■ **TO BE DONE**
A. In two sentences, sum up the excerpt on caching algorithms below.
B. Decide whether each statement agrees with the excerpt on caching algorithms below, answering yes or no and quoting the words that settle it. (i) In the size-based algorithm, all requests share the same LRU chain. (ii) In the first algorithm, buffer space taken for audio or video stays reserved even if that data is not accessed again right away. (iii) Text and image data are handled by an MRU policy.
C. Answer these questions using the excerpt on caching algorithms below.
(i) What threshold did the simulations use for the size-based algorithm?
(ii) Which block does LRU replace to make room for a new one?
(iii) What does Section 5 of the paper do?

■ **SELECTED EXCERPT**
————
Section 4 presents a discussion of the results and 
Section 5 concludes the paper with directions for 
future research. 

2 Caching algorithms 

LRU is widely used as a replacement policy. It is 
well understood and shown to perform well in a wide 
variety of workloads. LRU replaces the least recently 
used block in the cache to make room for a new block. 
In this section, we consider algorithms that take size 
of the request and the data type into account. These 
algorithms may be able to exploit the multiple data 
types and different sizes of requests to improve the 
request response time in a multimedia server. 

In the first algorithm we consider, text and image 
data are managed by an LRU policy and audio and 
video are always left at the LRU end of an LRU chain, 
i.e., audio and video are managed by an MRU policy. 
Audio and Video data tend to be large objects and 
by using an MRU policy to handle them, we expect 
to limit the impact on other cache contents. Using 
MRU policy to handle audio and video is equivalent 
to stealing some of the cache space for buffering the 
data when audio or video data is accessed. This 
buffer space is returned to the cache if the audio/video 
data is not immediately accessed again. We chose 
to implement an MRU policy for audio/video data 
so as to dynamically change the amount of buffer 
space that can be allocated to such data. Such an 
implementation also enables a fair comparison with 
other policies using the same amount of cache memory. 
We call this policy AVl-MRU. 

The second algorithm we consider is based on the 



size of the request. Any request larger than a certain 
preset threshold (32 KBytes in our simulations) is 
managed by an MRU policy. Requests smaller than 
this threshold are managed by an LRU policy. All the 
requests share the same LRU chain. But blocks of the 
larger requests, after an access, are placed at the LRU 
end of the LRU chain. Again, it is expected that this 
policy would limit larger requests from evicting too 
many smaller requests from the cache. We call this 
policy SIZE-MRU.
————
■ **GIVEN INFORMATION**
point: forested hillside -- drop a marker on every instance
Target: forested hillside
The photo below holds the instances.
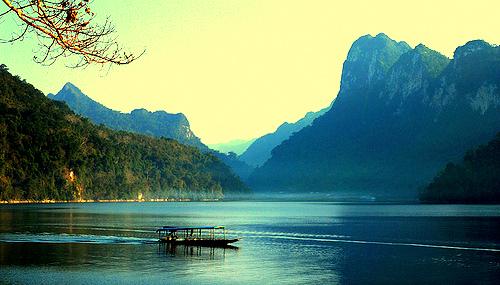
————
■ **FINAL ANSWERS**
A. LRU is a widely used replacement policy that evicts the least recently used block, and the section looks at algorithms that take request size and data type into account to improve request response time in a multimedia server. The first manages text and image data with LRU but audio and video with MRU, and the second uses MRU for requests larger than a preset threshold (32 KBytes in the simulations) and LRU for smaller ones, in both cases to keep large data from crowding out other cache contents.

B.
(i) Yes: "All the requests share the same LRU chain."
(ii) No: "This buffer space is returned to the cache if the audio/video data is not immediately accessed again."
(iii) No: "text and image data are managed by an LRU policy"

C.
(i) 32 KBytes.
(ii) The least recently used block in the cache.
(iii) It concludes the paper with directions for future research.